**Directions**
[1] In the e-cigarette article, return everything from "When smoked, traditional" down to "in a statement.".
[2] According to the e-cigarette article, what has led many Indian states to ban e-cigarettes?
[3] Sum up the e-cigarette article in two sentences.

**Extract**
↓↓↓
Fearing a blanket ban on e-cigarettes by the government in view of the limited awareness about the relative benefits of vaping over smoking, the Association of Vapors India (AVI) on Saturday stressed that nicotine should not be blamed for smoking-related deaths.
There is a widespread misconception about the health risks of vaping, which has led many Indian states to ban e-cigarettes, depriving smokers of a safer way of inhaling nicotine, said Samrat Chowdhery, Director, AVI, a not-for-profit advocacy organisation that defends the right to a healthier alternative to smoking.
This misconception is not limited to India, Chowdhery said, adding that e-cigarettes were victim to negative public perception elsewhere too.
An e-cigarette is a battery-operated device that uses a liquid that may contain nicotine, as well as varying compositions of flavourings, propylene glycol, vegetable glycerine and other ingredients.
When smoked, traditional cigarettes release tar and other toxic chemicals, widely believed to be responsible for premature deaths among smokers.
In contrast, e-cigarettes produce only nicotine which creates dependence, no doubt, but is not harmful to health unlike tar and other carcinogens produced from the burning of tobacco in traditional cigarettes, AVI said in a statement.
According to the US Federal Drug Administration (FDA), nicotine is a drug because it stimulates the brain and enhances feelings of pleasure, thereby reinforcing its continued use by the individual. It is not what causes serious illness and death from cancer and lung and heart diseases.
↑↑↑
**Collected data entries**
↓↓↓
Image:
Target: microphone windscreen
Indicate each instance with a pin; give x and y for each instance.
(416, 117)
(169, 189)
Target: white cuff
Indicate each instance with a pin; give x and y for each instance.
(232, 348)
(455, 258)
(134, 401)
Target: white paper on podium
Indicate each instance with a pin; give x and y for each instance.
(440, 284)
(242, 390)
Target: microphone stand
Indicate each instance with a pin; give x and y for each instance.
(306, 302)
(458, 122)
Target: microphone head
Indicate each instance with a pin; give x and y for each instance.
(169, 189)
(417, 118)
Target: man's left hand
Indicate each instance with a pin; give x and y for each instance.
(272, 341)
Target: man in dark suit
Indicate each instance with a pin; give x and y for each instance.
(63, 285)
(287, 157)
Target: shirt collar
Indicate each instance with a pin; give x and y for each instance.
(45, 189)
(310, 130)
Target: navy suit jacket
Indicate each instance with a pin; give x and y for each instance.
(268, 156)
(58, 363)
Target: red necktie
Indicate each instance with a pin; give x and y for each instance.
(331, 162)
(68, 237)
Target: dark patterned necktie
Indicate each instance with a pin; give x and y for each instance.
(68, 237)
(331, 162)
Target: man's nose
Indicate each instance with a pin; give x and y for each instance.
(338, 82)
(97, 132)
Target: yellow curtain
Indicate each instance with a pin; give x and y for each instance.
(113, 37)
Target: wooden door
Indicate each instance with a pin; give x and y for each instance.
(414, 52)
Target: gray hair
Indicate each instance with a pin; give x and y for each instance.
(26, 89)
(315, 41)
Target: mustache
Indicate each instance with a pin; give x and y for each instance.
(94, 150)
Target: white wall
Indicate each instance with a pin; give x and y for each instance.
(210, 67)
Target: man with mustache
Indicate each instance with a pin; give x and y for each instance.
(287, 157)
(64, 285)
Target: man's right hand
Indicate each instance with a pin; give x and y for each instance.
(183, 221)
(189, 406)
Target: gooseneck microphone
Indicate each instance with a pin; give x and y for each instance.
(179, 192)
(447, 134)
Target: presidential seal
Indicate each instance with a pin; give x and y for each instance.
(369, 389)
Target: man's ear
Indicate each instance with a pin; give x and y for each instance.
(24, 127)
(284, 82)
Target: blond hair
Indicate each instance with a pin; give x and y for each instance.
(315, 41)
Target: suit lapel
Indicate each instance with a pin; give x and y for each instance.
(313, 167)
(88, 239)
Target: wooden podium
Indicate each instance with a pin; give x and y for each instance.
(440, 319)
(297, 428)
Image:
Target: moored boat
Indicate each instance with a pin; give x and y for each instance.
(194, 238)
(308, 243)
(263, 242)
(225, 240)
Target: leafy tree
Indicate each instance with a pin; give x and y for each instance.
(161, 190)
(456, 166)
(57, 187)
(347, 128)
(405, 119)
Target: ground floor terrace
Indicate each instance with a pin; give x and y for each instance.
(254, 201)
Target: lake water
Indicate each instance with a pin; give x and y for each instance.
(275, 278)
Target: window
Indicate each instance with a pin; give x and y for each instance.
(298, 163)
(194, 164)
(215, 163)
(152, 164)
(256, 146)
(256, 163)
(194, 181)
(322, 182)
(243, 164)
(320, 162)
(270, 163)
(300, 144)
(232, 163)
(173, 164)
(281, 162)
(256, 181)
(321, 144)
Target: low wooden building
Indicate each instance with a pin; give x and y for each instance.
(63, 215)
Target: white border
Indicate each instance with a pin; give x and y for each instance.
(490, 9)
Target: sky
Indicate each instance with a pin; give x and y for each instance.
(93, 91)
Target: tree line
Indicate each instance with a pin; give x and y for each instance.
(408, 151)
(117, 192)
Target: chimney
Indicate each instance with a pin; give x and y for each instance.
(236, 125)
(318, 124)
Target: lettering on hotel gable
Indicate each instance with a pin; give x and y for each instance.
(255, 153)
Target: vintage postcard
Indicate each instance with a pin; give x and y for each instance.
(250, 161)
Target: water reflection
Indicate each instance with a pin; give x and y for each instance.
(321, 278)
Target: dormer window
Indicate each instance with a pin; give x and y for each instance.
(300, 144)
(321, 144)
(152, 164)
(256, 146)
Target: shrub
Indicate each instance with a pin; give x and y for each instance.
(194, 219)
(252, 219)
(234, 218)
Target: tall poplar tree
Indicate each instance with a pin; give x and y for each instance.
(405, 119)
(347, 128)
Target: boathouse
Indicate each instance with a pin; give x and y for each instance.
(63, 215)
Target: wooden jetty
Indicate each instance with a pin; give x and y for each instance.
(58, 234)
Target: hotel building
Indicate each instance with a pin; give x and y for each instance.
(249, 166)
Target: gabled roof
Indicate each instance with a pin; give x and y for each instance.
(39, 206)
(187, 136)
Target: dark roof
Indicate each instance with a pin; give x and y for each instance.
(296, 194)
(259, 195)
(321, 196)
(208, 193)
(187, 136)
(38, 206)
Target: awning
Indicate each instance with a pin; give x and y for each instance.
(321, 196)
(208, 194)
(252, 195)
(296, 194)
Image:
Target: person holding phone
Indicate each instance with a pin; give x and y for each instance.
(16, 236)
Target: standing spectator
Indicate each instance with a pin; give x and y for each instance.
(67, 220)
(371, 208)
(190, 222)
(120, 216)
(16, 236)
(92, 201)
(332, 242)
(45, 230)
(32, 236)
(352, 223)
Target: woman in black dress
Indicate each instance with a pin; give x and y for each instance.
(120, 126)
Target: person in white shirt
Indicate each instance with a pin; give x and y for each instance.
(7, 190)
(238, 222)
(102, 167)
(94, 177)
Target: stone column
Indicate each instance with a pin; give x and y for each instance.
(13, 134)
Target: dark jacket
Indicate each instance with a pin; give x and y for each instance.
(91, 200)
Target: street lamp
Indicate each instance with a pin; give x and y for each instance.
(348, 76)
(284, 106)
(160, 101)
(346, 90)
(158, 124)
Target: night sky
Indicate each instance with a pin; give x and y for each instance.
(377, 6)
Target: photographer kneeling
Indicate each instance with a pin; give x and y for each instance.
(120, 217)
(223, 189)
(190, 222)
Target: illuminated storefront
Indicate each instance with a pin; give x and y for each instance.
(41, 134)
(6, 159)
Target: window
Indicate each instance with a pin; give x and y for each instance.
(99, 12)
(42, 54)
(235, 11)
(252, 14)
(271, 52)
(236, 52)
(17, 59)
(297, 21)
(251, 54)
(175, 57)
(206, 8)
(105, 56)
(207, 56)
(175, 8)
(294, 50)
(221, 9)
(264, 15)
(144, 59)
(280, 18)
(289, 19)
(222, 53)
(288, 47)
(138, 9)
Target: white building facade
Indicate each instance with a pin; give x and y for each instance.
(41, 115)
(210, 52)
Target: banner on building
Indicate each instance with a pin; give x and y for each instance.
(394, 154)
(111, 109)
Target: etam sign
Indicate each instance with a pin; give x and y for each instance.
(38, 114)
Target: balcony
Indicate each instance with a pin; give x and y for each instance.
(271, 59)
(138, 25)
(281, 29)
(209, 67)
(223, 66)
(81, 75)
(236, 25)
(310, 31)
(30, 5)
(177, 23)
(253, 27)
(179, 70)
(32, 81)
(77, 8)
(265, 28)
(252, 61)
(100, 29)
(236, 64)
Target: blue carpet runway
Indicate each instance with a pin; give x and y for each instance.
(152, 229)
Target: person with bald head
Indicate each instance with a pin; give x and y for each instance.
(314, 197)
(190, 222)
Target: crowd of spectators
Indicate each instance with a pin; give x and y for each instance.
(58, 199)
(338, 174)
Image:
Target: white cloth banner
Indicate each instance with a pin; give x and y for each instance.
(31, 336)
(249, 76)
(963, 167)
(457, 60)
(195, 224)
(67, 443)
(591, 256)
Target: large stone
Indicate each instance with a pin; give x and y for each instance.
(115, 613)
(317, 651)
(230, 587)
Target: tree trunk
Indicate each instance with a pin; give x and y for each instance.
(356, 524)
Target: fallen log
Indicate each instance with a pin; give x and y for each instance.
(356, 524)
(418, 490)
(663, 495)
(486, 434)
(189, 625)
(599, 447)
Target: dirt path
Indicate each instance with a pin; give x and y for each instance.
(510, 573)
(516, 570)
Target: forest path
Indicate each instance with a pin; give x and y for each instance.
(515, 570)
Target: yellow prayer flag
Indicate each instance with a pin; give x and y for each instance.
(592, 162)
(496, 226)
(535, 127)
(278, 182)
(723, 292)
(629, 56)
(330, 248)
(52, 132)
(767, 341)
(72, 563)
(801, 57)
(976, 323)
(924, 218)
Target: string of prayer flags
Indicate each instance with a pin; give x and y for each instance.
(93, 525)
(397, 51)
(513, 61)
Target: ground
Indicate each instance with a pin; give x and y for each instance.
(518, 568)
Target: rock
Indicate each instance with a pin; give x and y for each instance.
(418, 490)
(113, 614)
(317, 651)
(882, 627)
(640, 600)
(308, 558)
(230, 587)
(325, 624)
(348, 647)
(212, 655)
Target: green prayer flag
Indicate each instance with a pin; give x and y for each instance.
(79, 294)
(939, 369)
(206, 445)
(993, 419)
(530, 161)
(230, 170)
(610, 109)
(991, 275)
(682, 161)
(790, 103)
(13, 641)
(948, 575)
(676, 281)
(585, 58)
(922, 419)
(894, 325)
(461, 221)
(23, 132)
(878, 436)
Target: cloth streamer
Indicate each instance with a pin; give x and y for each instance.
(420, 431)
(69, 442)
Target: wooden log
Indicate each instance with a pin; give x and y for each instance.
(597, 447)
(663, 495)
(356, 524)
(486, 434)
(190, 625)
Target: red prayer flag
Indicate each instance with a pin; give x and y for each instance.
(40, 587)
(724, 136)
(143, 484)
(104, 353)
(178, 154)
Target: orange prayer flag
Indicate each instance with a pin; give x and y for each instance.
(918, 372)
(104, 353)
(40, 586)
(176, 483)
↑↑↑
**Solved problems**
[1]
When smoked, traditional cigarettes release tar and other toxic chemicals, widely believed to be responsible for premature deaths among smokers.
In contrast, e-cigarettes produce only nicotine which creates dependence, no doubt, but is not harmful to health unlike tar and other carcinogens produced from the burning of tobacco in traditional cigarettes, AVI said in a statement.

[2] A widespread misconception about the health risks of vaping.

[3] Fearing a government ban on e-cigarettes, the Association of Vapors India said nicotine should not be blamed for smoking-related deaths and that a widespread misconception about vaping's health risks has led many Indian states to ban e-cigarettes. The group said e-cigarettes produce only nicotine, which creates dependence but is not harmful to health, unlike the tar and other carcinogens from burning tobacco in traditional cigarettes.